Directions:
Set down every entry word for word. Omit the pictures.
——————————
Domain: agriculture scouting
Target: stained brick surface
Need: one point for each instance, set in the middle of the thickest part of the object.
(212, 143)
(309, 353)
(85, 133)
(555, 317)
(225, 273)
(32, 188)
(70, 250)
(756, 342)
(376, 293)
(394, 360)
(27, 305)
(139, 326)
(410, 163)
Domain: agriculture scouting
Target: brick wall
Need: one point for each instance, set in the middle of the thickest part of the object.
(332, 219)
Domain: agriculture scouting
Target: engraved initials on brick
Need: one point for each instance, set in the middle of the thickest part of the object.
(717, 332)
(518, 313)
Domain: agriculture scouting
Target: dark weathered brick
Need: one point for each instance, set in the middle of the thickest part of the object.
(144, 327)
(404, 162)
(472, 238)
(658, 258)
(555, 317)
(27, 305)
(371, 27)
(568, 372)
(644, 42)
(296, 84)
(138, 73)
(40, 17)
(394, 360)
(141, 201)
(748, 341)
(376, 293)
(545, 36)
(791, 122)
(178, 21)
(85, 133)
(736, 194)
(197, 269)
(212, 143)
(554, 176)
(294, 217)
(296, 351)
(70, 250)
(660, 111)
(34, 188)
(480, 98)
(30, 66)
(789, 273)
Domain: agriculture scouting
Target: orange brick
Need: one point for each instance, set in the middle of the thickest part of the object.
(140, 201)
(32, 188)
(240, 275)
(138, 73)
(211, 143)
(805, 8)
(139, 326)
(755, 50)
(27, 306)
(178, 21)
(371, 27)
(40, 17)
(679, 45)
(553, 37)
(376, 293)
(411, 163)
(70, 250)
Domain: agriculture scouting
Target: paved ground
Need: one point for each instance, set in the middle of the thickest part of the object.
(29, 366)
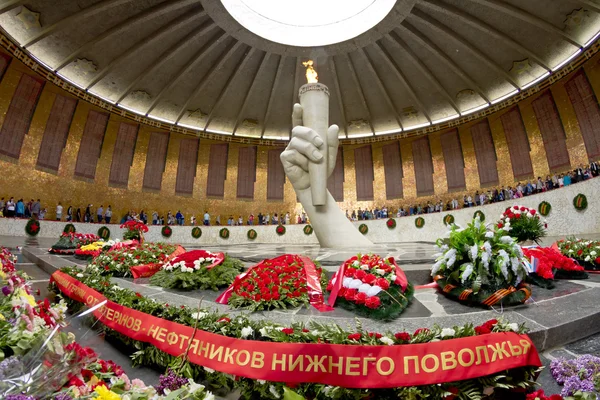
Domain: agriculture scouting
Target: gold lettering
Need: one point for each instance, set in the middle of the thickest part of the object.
(436, 363)
(340, 365)
(350, 365)
(415, 360)
(276, 362)
(258, 360)
(448, 360)
(461, 359)
(316, 363)
(481, 350)
(293, 364)
(391, 366)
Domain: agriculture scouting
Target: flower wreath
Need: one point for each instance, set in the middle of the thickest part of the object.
(480, 214)
(69, 228)
(544, 208)
(371, 286)
(449, 219)
(363, 228)
(166, 231)
(580, 202)
(197, 269)
(280, 230)
(420, 222)
(33, 227)
(104, 233)
(224, 233)
(196, 232)
(279, 283)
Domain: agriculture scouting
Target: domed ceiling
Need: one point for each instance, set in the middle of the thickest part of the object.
(191, 62)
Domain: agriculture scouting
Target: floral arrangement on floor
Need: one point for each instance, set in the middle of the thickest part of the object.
(69, 242)
(134, 230)
(198, 269)
(120, 258)
(525, 223)
(372, 286)
(276, 283)
(479, 266)
(578, 377)
(548, 264)
(242, 327)
(166, 231)
(32, 228)
(280, 230)
(586, 252)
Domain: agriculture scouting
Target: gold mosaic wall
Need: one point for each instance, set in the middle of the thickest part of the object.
(22, 180)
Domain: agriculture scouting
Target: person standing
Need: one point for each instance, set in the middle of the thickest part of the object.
(108, 214)
(99, 214)
(59, 212)
(36, 208)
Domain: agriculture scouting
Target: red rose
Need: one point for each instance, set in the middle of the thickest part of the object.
(360, 298)
(373, 302)
(350, 293)
(369, 278)
(383, 283)
(360, 274)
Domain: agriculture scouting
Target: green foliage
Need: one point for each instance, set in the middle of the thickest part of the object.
(393, 303)
(525, 228)
(214, 278)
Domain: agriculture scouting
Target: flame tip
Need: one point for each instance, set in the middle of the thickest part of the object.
(311, 74)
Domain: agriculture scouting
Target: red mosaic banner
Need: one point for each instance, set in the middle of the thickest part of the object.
(339, 365)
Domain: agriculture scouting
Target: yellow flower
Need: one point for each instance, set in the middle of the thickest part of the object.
(105, 394)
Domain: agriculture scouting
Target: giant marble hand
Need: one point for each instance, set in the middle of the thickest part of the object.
(306, 146)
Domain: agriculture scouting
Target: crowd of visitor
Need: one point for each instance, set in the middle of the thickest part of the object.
(33, 208)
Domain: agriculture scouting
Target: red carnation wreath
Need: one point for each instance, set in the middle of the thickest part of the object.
(283, 282)
(371, 286)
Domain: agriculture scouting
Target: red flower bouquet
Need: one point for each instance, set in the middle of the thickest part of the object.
(69, 242)
(120, 259)
(525, 223)
(134, 230)
(371, 286)
(277, 283)
(198, 269)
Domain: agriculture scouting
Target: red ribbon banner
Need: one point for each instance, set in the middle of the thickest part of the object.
(351, 366)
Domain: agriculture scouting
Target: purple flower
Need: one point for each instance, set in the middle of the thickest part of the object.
(170, 381)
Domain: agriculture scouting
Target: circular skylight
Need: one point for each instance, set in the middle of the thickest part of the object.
(308, 23)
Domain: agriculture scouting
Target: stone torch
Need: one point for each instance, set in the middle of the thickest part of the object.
(314, 99)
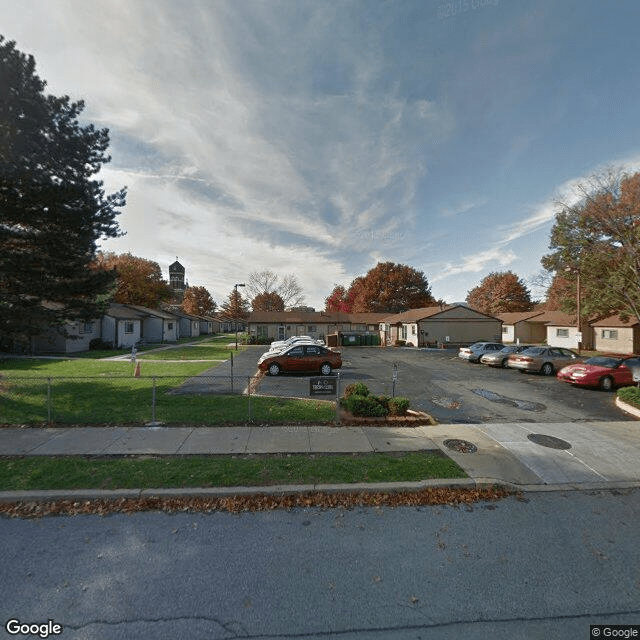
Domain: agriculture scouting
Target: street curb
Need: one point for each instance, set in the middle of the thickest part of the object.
(228, 492)
(282, 490)
(627, 407)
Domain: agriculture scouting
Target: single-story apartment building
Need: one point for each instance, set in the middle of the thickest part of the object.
(440, 325)
(614, 335)
(79, 335)
(562, 330)
(523, 327)
(122, 325)
(281, 325)
(157, 325)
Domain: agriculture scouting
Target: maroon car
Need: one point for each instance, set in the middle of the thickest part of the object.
(601, 371)
(301, 357)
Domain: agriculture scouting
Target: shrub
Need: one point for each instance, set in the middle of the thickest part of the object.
(365, 406)
(98, 344)
(398, 406)
(630, 395)
(358, 388)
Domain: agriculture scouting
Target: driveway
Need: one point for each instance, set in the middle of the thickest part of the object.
(455, 391)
——————————
Answer below:
Domain: agriculture scouting
Target: stained brick surface
Need: one point for each instance, set in the middle of the thickest part of the object.
(212, 143)
(309, 353)
(85, 133)
(555, 317)
(225, 273)
(32, 188)
(70, 250)
(756, 342)
(376, 293)
(394, 360)
(27, 305)
(139, 326)
(410, 163)
Domain: agriculture scouting
Target: brick wall
Need: one point for each instance, set in the middle of the thickest part of the object.
(332, 219)
Domain: agriculture scouting
Target: engraved initials on brick
Need: one point for each instance, set in the middle of the thickest part of the object.
(717, 332)
(518, 313)
Domain: agriculture scouting
Target: dark weathered brick
Need: one point for each instance, set in the middle of the thickest part of the object.
(144, 327)
(404, 162)
(472, 238)
(658, 258)
(555, 317)
(27, 305)
(371, 27)
(568, 372)
(644, 42)
(296, 84)
(138, 73)
(40, 17)
(394, 360)
(141, 201)
(748, 341)
(376, 293)
(545, 36)
(791, 122)
(178, 21)
(85, 133)
(736, 194)
(197, 269)
(212, 143)
(554, 176)
(294, 217)
(296, 351)
(70, 250)
(660, 111)
(34, 188)
(480, 98)
(30, 66)
(789, 273)
Domain: agriculture scouting
Target: orange brick
Need: one point for each instance, set in the middle of the thickest part of the object.
(140, 201)
(32, 188)
(240, 275)
(138, 73)
(211, 143)
(805, 8)
(139, 326)
(755, 50)
(27, 306)
(178, 21)
(371, 27)
(40, 17)
(679, 45)
(553, 37)
(376, 293)
(411, 163)
(70, 250)
Domain: agriculture scouting
Target: paved ground
Need: one point for each instance, set in the middle of the thickest part of the object.
(29, 366)
Domain: agriculture scouting
Target: gold lettering
Need: one point for each instance, set in the middle of the thickest part of the object.
(436, 363)
(340, 365)
(350, 365)
(415, 360)
(276, 362)
(258, 360)
(448, 360)
(461, 359)
(316, 363)
(481, 350)
(293, 364)
(391, 366)
Domain: agriculture scouting
Target: flower wreath
Need: one point for each instance, set in the middle of the thickest part of the object.
(480, 214)
(69, 228)
(544, 208)
(371, 286)
(449, 219)
(363, 228)
(166, 231)
(580, 202)
(197, 269)
(280, 230)
(420, 222)
(33, 227)
(104, 233)
(224, 233)
(196, 232)
(279, 283)
Domain: agriculture scouting
Target: domed ceiling
Need: one point for each instance, set in the middle of the thickest part of the object.
(191, 62)
Domain: agriculture scouting
Target: floral arrangement on floor
Need: one point for each instance, set in the middle of the thickest part of the object.
(69, 242)
(134, 230)
(198, 269)
(120, 258)
(525, 223)
(372, 286)
(276, 283)
(479, 266)
(578, 377)
(548, 264)
(242, 327)
(166, 231)
(32, 228)
(280, 230)
(586, 252)
Domain: agriculture scouting
Target: gold mosaic wall
Need: one point for each instance, set in the middle of the thickest part of the object.
(22, 180)
Domain: agriculture scouting
Target: person standing
Need: one point for each instance, set in the middle of the thickest part of the object.
(108, 214)
(99, 214)
(59, 212)
(36, 208)
Domain: agriculture scouting
Target: red rose
Need: one point for each instance, set in the middle of the thickest part of the object.
(360, 298)
(373, 302)
(350, 293)
(369, 278)
(383, 283)
(360, 274)
Domain: agriculture scouting
Target: green foliage
Need: one point for each instance, set in the middle of the thickest part of the object.
(393, 303)
(525, 228)
(214, 278)
Domain: agriculture scouting
Target: flame tip
Need: one point for each instance, set in the middle of the thickest part of the object.
(311, 74)
Domain: agriculture scouting
Target: red mosaic banner
Need: one point for each instance, set in the middle of the thickest part of the object.
(339, 365)
Domain: agriculture scouting
Target: yellow flower
Need: one point for each instance, set in the middle of the thickest part of the object.
(105, 394)
Domain: agriculture scouting
Target: giant marble hand
Need: one point for each instance, set in the middle of the thickest part of the object.
(306, 146)
Domain: agriculture scouting
Target: crowd of visitor
Need: one point for each instance, set in the middle of the thickest part of the object.
(33, 208)
Domain: agriculture scouting
Target: red carnation wreath
Need: one point for each instance, set in the middle of the thickest part of the object.
(283, 282)
(371, 286)
Domain: agriculture scouting
Target: red flower bouquet
Need: one point for each instance, set in the middle of the thickest part of the object.
(69, 242)
(120, 259)
(525, 223)
(134, 230)
(371, 286)
(277, 283)
(198, 269)
Domain: agriculture scouting
Target: red ribbon banner
Need: one point for each instance, set in the middle of the thickest part of the object.
(351, 366)
Domain: agriculture scouting
Target: purple flower
Need: one point for each instance, set in the middle of the thickest part of the object.
(170, 381)
Domain: agriculture scouting
Target: circular skylight
Need: one point for each instance, set in the middle of the thickest part of the object.
(308, 23)
Domain: agriculture scouting
Target: stone torch
Need: one point for each instance, set in the middle of the thickest part of the object.
(314, 99)
Domain: agriculture scouting
Target: street curb
Need: one point for each instance, set in the middle of the thickest part of the object.
(228, 492)
(282, 490)
(627, 407)
Domain: agriculture scouting
Target: single-story apartment building
Need: one point for each instance, set in the middle of the thickest part of the object.
(440, 325)
(614, 335)
(79, 335)
(562, 330)
(523, 327)
(122, 325)
(281, 325)
(157, 325)
Domain: agriculture scouting
Target: maroon car
Need: one point for each instance, set in the middle of the thickest part of the object.
(601, 371)
(301, 357)
Domain: agriculture scouting
Target: shrub
Need: one point for each instance, set in the middle of the thickest part of the object.
(365, 406)
(98, 344)
(398, 406)
(630, 395)
(358, 388)
Domain: agriculture scouting
Target: driveway
Need: one point for each instance, set in the middle of the thickest part of the object.
(455, 391)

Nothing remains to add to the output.